§ DIRECTIONS FOR THIS TASK:
Only an exact, complete copy of the listing will serve as the answer.

§ INFORMATION:
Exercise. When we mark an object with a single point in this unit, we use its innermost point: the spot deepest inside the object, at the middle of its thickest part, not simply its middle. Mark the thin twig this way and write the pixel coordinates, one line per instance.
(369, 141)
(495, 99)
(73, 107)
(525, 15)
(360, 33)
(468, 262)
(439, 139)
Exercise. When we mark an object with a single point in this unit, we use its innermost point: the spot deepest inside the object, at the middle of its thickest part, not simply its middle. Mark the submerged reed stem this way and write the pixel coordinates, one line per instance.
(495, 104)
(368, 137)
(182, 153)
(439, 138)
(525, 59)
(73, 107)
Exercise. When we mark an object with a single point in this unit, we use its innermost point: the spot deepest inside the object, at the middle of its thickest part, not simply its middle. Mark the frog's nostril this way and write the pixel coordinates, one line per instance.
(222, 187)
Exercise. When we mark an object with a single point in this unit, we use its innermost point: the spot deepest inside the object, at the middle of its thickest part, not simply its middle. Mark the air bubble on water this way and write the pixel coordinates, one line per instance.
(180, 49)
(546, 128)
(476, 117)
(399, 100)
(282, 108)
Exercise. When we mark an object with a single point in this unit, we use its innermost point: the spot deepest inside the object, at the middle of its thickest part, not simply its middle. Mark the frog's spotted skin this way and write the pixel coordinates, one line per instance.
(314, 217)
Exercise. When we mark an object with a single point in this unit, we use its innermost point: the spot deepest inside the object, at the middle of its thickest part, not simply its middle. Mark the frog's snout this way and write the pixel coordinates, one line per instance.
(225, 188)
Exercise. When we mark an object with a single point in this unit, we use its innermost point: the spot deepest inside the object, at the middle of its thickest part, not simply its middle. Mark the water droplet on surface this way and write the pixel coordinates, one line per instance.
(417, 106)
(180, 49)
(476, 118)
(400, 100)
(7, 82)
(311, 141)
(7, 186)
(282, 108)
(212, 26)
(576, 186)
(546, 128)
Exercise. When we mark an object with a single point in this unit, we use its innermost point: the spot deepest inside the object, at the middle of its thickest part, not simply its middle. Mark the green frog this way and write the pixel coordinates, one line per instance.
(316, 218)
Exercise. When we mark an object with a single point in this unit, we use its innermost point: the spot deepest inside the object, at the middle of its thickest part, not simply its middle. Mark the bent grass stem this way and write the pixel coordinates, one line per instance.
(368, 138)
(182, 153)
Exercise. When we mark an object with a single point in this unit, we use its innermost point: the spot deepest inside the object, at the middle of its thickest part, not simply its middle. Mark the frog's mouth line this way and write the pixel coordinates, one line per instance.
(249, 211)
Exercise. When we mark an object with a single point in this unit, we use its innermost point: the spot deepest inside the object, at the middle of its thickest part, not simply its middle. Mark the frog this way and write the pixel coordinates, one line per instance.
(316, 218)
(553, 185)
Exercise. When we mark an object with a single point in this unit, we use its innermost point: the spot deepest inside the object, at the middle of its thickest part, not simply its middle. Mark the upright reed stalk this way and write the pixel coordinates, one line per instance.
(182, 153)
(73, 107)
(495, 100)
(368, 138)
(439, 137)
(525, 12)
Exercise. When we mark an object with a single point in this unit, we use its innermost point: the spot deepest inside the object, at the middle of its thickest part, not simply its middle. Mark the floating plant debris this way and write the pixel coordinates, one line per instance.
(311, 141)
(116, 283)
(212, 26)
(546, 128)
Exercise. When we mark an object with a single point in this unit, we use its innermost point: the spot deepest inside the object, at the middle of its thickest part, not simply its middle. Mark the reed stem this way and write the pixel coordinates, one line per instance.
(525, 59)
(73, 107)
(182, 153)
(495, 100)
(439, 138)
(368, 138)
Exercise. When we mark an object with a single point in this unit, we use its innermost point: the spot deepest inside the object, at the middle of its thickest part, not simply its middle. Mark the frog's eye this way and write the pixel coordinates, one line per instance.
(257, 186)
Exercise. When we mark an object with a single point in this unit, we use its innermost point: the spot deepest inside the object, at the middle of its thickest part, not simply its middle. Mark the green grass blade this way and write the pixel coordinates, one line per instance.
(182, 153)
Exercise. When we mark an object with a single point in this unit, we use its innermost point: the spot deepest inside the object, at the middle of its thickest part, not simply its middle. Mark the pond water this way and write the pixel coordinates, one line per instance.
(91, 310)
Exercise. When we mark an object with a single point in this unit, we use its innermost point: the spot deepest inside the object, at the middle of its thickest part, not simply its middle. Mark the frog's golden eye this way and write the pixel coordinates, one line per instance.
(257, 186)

§ ANSWER FOR THE TASK:
Exercise. When we mark an object with a single point in this unit, we use its innermost point: the spot deepest inside the object, at the middle of its thickest part, not simply its middle. Mark the thin twig this way and write the pixel coordinates, one line per instance.
(369, 141)
(495, 99)
(73, 107)
(525, 15)
(360, 33)
(468, 262)
(439, 139)
Exercise. When we mark an object with a single point in this unit, we use its innermost point: the spot deepest inside the object, at the middle of its thickest part, not simply its middle. Mark the submerged reed stem this way and write the pixel coordinates, one line per instance.
(495, 104)
(368, 137)
(182, 153)
(439, 138)
(525, 59)
(73, 107)
Exercise. When we mark an object with a single point in this unit, we use its innermost point: the spot deepest inside the object, at the middle of its thickest part, not simply its middle. Mark the frog's nostril this way and write the pixel coordinates, one line per instance.
(222, 187)
Exercise. When we mark an object with a single point in this unit, we use its innermost point: the spot deepest inside the object, at the middle of its thickest part, not simply its middle. Mark the air bubble on water this way and write the pixel coordinates, one line per instance.
(180, 49)
(546, 128)
(476, 117)
(399, 100)
(282, 108)
Exercise. When we mark an object with a single point in this unit, we use its innermost point: the spot deepest inside the object, at the middle of its thickest part, not simply its middle. Mark the frog's spotted skin this way and write the pixel coordinates, one line per instance.
(314, 217)
Exercise. When we mark an object with a single point in this unit, we use its innermost point: the spot deepest inside the object, at the middle of its thickest part, not simply its middle. Mark the frog's snout this way and write the pixel coordinates, one line per instance.
(225, 188)
Exercise. When we mark an object with a single point in this unit, we use its innermost point: the spot deepest inside the object, at the middle of its thickest part, not simply its middle. Mark the water droplet on surface this way and write the pixel coordinates, one line per instance.
(417, 106)
(180, 49)
(476, 118)
(400, 100)
(7, 82)
(311, 141)
(7, 186)
(282, 108)
(212, 26)
(576, 186)
(546, 128)
Exercise. When we mark an object with a single point in this unit, we use its innermost point: the spot deepest inside the object, at the middle of its thickest part, not simply its middle. Mark the green frog this way and write the pixel coordinates, one line per instance.
(316, 218)
Exercise. When we mark an object with a single point in this unit, we use its innermost point: the spot deepest inside the object, at the middle of its thickest part, not simply its middle. Mark the bent grass stem this way and write the pixel coordinates, one line per instance.
(368, 138)
(182, 153)
Exercise. When we mark an object with a single point in this unit, we use its innermost point: the spot deepest inside the object, at the middle of its thickest part, not simply its middle. Mark the frog's mouth line this way and write the pixel coordinates, one line per instance.
(249, 211)
Exercise. When we mark an object with a single point in this unit, we use its innermost point: the spot deepest inside the object, at the middle of its thickest part, not simply its middle. Mark the frog this way and write the pixel coordinates, one line per instance.
(316, 218)
(553, 185)
Exercise. When we mark an object with a single point in this unit, we use its innermost point: the spot deepest inside the object, at the middle of its thickest part, not simply its middle. Mark the upright reed stalk this way and write the pixel coordinates, one line per instance.
(182, 153)
(73, 107)
(495, 100)
(368, 138)
(439, 137)
(525, 12)
Exercise. When we mark an object with a single point in this unit, we use its innermost point: the spot deepest inside the object, at the middle of its thickest part, not simply its middle. Mark the floating plant debris this way and write the pixel coordinates, one line per instance.
(311, 141)
(116, 283)
(212, 26)
(546, 128)
Exercise. When we mark an object with a single point in this unit, we use its innermost point: the spot deepest inside the object, at the middle of its thickest part, not simply its middle. Mark the reed stem this way and write the pixel coordinates, one line per instance.
(525, 59)
(73, 107)
(182, 153)
(495, 100)
(439, 138)
(368, 138)
Exercise. When we mark an object with a single point in this unit, we use its innermost point: the spot deepest inside the object, at the middle of its thickest part, not simply its middle. Mark the frog's eye this way and write the pixel coordinates, one line per instance.
(257, 186)
Exercise. When we mark an object with a single point in this unit, we use its innermost point: the spot deepest inside the object, at the middle of its thickest part, not simply its middle. Mark the green grass blade this way and write the pixel coordinates, one line per instance.
(182, 153)
Exercise. When we mark an object with a single point in this unit, we use its innermost point: the spot deepest inside the object, at the middle of its thickest part, not simply its middle. Mark the pond water this way and write the pixel coordinates, one line per instance.
(91, 310)
Exercise. When we mark an object with a single point in this unit, we use its innermost point: the spot deepest inside the object, at the middle of its thickest part, not simply its middle. Mark the frog's golden eye this way and write the pixel coordinates, one line per instance.
(257, 186)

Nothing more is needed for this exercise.